**Instructions:**
[1] In the exhibition proposal, translate this sentence into Spanish: "The curator has a responsibility towards society."
[2] In the entries, rewrite the part that runs from the first line through the line containing "230L190 232L190 260L189", changing "downspout" to "drainpipe" and keeping everything else the same.

**Reading passage:**
⟨
This essay is a proposal for an exhibition: an outdoor installation which explores ideas surrounding relational ontology and ecological aesthetics in order to create an experience whereby the audience’s wellbeing is improved through a raising of awareness of their place in the meshwork of existence. Cut off as we are from our roots, our relationship with the natural world, the planet and non-human agencies or ‘estranged from the stars’ as David Abram so poetically puts it, I am interested in art’s power to ‘renew some of those bearings, to begin to recall and re-establish the rootedness of human awareness in the larger ecology’ (Abram, 1996, pg.261). I have placed myself in the role of artist-curator; the exhibited sculptures will be my own but I am also considering how the work will be experienced in a meshwork of space, environment and human interaction: ‘It could be said that the role of the curator has shifted from a governing position that presides over taste and ideas to one that lies amongst art (or objects), space, and audience’ (Smith, 2012).
The curator has a responsibility towards society. They have the power to enrich our lives through presenting us with artworks and objects in such a way that we question our way of life and consider ways we could live better. In Terry Smith’s ‘Thinking Contemporary Curating’ he describes a core question posed by curators through the ‘Be(com)ing Dutch’ project of Netherland’s Van Abbemuseum which was ‘whether art can offer alternative examples of thinking about how we can live together today… to put ideas of cultural identity under pressure and examine the process of inclusion and exclusion in the world today’ (Smith, 2012, pg.213). I intend to question our cultural identity and the way we live by taking a critical stance of our current fast pace of life, using this exhibition as a means of slowing down the pace at which the viewer interacts with the artwork and creating an environment that aids contemplation and creates an experience of stillness. Mindfulness as a means of introspection and creating a heightened sense of awareness in the present moment has been a crucial catalyst for my thinking through this project.
The practice of mindfulness appears to be becoming ever more popular in our ever growing, complexing world where people are realising there is truth in the saying less is more. Even Cardiff School of Art and Design is offering mindful meditation courses on Wednesday afternoons. Mindful practice and meditation are described as attempts to alleviate suffering and mindlessness in everyday life through ‘a form of self-regulation of attention that is ‘present-orientated’ (Djikic, 2014, pg.139). Mindful practice that advocates sitting still for long periods of time can be extremely difficult for the uninitiated though. Sitting alone at length to contemplate the inner workings of our own minds can make for uncomfortable but invaluable journeys since ‘stillness produces an existential gap that most people try to avoid by continually talking, thinking, watching TV, checking their berries and tablets, or listening to music’ (Djikic, 2014, pg.145).
⟩
**The records:**
⟨
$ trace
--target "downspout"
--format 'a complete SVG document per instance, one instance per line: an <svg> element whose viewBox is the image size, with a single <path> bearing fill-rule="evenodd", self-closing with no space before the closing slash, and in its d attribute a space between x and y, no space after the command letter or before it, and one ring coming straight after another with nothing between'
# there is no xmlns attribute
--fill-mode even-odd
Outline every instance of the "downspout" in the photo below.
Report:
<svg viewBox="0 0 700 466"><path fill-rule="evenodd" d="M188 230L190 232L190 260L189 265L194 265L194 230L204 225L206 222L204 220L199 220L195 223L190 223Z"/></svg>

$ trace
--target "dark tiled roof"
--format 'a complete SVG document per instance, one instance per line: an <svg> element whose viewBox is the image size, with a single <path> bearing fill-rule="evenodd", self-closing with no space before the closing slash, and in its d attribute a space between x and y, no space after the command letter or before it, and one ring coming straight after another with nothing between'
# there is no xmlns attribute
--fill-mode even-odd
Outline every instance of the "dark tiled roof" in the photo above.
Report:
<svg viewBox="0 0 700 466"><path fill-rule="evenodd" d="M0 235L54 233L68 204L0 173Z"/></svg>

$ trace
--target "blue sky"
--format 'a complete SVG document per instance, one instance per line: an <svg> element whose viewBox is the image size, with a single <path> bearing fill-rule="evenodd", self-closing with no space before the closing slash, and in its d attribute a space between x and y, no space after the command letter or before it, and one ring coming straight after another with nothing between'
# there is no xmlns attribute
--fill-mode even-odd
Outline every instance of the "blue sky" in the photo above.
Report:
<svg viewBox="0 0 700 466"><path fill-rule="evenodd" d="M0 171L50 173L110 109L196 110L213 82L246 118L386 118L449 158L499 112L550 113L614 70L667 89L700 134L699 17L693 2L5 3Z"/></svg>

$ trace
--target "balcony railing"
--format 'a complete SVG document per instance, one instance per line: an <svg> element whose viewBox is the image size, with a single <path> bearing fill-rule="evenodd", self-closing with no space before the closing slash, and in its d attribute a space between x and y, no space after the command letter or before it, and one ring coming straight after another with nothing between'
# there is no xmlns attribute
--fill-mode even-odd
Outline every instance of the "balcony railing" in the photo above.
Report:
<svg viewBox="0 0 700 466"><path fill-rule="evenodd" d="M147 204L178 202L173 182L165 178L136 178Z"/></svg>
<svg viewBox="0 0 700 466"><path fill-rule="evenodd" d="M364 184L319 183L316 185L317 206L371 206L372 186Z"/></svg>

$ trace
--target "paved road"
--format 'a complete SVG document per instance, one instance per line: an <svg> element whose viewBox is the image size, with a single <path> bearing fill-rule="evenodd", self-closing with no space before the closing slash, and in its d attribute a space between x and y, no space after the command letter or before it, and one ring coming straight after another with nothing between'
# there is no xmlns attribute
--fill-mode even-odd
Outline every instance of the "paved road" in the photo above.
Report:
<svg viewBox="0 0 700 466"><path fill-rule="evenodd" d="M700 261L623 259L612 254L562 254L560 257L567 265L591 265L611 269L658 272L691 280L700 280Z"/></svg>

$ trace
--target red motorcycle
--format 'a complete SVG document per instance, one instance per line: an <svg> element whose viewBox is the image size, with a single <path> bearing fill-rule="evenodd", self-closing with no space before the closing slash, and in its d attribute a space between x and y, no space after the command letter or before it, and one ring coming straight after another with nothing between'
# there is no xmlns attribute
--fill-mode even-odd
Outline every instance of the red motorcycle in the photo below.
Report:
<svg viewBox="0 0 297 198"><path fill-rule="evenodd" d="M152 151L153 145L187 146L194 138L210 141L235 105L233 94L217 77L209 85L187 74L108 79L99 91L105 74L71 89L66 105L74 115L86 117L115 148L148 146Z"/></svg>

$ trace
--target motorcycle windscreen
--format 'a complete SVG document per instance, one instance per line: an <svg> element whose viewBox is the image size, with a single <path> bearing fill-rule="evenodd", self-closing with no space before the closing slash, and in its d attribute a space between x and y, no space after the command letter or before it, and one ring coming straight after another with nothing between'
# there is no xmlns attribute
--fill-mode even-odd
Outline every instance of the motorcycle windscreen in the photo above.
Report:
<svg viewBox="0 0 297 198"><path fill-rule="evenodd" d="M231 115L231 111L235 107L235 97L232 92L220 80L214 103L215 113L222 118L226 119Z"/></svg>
⟩
**Complete answers:**
[1] El curador tiene una responsabilidad hacia la sociedad.

[2]
$ trace
--target "drainpipe"
--format 'a complete SVG document per instance, one instance per line: an <svg> element whose viewBox is the image size, with a single <path> bearing fill-rule="evenodd", self-closing with no space before the closing slash, and in its d attribute a space between x and y, no space after the command letter or before it, and one ring coming straight after another with nothing between'
# there is no xmlns attribute
--fill-mode even-odd
Outline every instance of the "drainpipe" in the photo below.
Report:
<svg viewBox="0 0 700 466"><path fill-rule="evenodd" d="M188 230L190 232L190 260L189 265L194 265L194 230L204 225L206 222L204 220L199 220L195 223L190 223Z"/></svg>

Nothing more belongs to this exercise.